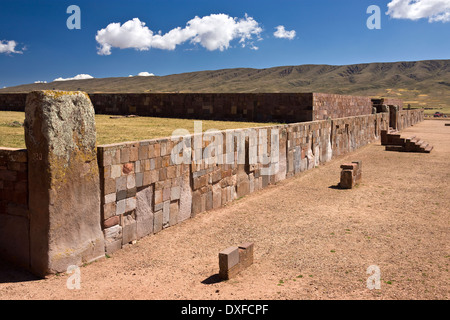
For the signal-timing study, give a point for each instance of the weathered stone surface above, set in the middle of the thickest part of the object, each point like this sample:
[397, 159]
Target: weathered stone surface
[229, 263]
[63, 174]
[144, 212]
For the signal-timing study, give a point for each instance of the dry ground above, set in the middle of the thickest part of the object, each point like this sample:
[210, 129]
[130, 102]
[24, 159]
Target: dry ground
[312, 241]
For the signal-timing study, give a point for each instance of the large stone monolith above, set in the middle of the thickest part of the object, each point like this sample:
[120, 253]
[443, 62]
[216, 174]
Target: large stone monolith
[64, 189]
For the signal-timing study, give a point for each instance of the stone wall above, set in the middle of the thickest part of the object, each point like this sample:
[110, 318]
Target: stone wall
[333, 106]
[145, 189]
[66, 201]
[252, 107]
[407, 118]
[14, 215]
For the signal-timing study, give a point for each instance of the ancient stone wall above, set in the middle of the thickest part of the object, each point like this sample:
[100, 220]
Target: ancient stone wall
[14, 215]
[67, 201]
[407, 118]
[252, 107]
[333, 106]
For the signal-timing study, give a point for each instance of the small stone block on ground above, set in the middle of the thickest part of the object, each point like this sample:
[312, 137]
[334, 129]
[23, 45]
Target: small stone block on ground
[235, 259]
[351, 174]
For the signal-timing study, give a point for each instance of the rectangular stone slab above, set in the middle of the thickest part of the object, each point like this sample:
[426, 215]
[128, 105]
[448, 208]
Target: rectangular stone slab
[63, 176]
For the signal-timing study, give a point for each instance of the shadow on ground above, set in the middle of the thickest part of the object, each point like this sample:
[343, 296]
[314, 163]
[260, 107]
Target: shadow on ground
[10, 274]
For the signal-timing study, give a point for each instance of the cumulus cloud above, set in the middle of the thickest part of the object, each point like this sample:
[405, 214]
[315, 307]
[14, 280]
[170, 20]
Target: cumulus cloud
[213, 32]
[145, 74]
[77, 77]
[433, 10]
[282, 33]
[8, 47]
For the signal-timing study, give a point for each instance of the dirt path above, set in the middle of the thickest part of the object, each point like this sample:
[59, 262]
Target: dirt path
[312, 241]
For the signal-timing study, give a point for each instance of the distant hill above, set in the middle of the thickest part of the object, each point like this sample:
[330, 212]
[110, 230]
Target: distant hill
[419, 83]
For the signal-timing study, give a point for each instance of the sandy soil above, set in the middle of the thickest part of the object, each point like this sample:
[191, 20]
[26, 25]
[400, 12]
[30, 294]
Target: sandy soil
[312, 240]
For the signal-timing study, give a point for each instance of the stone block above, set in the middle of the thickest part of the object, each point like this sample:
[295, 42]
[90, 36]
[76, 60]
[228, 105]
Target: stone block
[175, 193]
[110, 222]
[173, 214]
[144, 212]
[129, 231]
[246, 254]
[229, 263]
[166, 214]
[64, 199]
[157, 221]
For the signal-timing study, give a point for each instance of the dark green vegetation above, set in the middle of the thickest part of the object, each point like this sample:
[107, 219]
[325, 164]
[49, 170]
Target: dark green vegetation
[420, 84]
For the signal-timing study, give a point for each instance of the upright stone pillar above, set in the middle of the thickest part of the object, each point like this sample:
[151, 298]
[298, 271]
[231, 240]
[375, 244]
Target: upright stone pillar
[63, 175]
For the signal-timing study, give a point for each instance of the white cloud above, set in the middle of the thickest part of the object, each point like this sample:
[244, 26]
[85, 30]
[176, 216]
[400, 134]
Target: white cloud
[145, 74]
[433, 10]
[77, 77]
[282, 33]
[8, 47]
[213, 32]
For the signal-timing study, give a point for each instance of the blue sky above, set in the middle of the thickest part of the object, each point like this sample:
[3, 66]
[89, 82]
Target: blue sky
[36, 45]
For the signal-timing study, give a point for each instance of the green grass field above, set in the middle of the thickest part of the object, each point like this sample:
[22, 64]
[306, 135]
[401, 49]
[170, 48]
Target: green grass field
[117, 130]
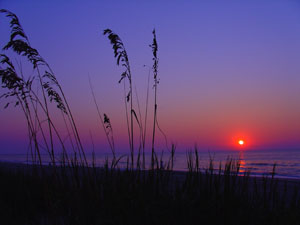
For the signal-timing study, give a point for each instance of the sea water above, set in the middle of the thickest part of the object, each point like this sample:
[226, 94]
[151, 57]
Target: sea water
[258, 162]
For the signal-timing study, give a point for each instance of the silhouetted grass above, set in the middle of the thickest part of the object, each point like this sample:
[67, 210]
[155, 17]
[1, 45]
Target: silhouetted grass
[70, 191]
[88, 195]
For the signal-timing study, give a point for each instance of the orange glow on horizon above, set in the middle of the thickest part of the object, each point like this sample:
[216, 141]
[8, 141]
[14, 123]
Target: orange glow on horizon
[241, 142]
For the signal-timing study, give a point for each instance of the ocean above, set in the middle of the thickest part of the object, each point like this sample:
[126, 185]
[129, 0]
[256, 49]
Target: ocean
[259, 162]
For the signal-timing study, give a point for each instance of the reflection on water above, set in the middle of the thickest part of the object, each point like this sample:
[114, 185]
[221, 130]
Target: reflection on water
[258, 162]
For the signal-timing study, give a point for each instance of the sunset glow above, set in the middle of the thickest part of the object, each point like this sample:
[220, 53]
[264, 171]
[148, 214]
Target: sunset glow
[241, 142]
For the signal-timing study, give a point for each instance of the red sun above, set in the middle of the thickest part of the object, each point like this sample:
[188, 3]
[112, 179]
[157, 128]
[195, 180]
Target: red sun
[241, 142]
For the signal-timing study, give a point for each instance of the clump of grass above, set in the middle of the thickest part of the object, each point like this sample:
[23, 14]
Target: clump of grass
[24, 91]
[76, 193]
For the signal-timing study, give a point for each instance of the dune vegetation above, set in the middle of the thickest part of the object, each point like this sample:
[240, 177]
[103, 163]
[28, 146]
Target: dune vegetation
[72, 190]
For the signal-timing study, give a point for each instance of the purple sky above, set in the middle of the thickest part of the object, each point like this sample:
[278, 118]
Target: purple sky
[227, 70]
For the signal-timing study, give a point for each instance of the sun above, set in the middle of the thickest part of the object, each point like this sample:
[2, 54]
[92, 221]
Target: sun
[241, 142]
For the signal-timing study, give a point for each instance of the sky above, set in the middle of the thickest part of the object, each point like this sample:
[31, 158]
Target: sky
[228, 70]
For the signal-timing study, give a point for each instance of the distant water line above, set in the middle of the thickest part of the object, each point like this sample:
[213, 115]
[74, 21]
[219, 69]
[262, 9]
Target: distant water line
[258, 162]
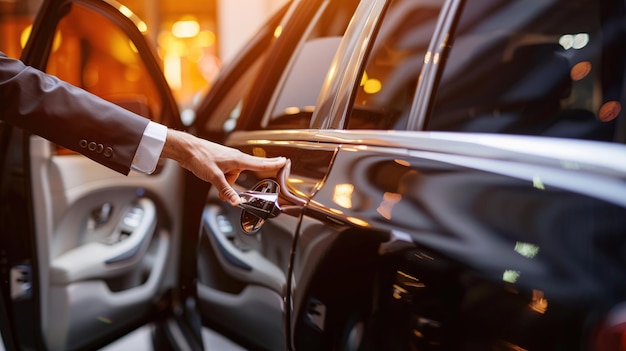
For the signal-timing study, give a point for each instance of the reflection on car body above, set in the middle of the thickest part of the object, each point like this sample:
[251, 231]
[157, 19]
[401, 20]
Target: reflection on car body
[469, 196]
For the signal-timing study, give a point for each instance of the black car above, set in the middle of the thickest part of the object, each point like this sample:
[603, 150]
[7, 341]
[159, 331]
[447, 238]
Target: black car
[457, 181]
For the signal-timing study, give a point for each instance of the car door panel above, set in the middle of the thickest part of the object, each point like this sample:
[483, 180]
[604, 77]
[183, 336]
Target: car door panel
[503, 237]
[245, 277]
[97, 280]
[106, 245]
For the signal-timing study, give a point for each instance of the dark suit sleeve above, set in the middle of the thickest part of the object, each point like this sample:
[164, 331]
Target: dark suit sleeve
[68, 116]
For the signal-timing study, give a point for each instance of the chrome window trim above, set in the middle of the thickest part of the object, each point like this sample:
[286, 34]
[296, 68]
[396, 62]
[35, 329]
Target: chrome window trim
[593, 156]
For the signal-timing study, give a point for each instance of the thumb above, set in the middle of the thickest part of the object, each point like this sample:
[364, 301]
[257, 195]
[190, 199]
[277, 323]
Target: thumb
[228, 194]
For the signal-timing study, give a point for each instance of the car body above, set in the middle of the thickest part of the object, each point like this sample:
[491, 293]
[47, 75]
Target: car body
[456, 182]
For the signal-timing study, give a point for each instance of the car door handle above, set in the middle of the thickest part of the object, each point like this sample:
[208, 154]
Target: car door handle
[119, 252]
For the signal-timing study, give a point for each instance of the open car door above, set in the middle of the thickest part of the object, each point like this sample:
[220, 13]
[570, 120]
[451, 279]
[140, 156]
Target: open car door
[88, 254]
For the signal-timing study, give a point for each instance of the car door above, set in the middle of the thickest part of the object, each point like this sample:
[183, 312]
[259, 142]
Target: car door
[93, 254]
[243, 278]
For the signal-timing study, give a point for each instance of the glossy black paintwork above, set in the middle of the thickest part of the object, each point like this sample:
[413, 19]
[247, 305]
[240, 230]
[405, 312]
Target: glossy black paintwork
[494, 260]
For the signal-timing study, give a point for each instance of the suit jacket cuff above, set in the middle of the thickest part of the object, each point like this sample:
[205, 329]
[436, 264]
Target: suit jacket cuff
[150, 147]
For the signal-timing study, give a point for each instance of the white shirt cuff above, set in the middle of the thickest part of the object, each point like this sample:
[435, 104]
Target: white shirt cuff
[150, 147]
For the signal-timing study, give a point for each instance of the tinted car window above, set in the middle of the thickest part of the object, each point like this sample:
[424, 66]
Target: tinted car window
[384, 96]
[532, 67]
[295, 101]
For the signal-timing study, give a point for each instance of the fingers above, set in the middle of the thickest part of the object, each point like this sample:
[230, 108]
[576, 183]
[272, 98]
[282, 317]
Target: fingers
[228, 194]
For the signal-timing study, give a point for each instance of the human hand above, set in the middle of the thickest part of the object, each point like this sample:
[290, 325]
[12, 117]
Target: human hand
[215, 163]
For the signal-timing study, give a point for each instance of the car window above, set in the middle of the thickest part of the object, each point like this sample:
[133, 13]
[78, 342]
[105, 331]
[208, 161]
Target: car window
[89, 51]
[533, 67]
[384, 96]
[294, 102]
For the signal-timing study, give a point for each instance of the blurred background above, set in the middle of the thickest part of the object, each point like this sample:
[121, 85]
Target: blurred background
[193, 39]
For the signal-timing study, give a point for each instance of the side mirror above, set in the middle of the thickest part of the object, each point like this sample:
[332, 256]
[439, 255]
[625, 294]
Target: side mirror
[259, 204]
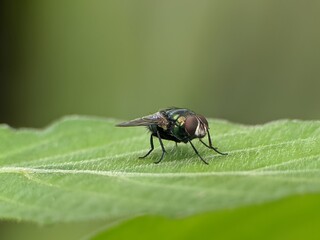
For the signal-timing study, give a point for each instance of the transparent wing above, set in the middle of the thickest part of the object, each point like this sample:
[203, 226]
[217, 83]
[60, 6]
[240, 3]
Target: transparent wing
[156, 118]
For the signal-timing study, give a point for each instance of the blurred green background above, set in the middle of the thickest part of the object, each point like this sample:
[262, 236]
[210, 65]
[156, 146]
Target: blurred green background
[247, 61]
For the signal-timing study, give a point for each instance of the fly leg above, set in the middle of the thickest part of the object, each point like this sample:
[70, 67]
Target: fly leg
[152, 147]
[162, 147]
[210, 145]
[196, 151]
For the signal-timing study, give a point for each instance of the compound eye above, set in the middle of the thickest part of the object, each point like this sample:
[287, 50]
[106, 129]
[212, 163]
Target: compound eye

_ _ _

WORK TO DO:
Could you give again exactly the lines from the line containing "the fly leg" through the final line of the data above, and no others?

RESULT:
For the signal-timing study, give a point for each instance of the fly leg above, set in the middle of the thickest part of the object, each point like this sample:
[70, 67]
Target: fly leg
[152, 147]
[162, 147]
[210, 145]
[196, 151]
For the signal-timing study, give a point for each instance of the compound eye above, set in the middle of the thickest part of the object, each point like this sample:
[287, 50]
[106, 129]
[212, 163]
Target: compound eye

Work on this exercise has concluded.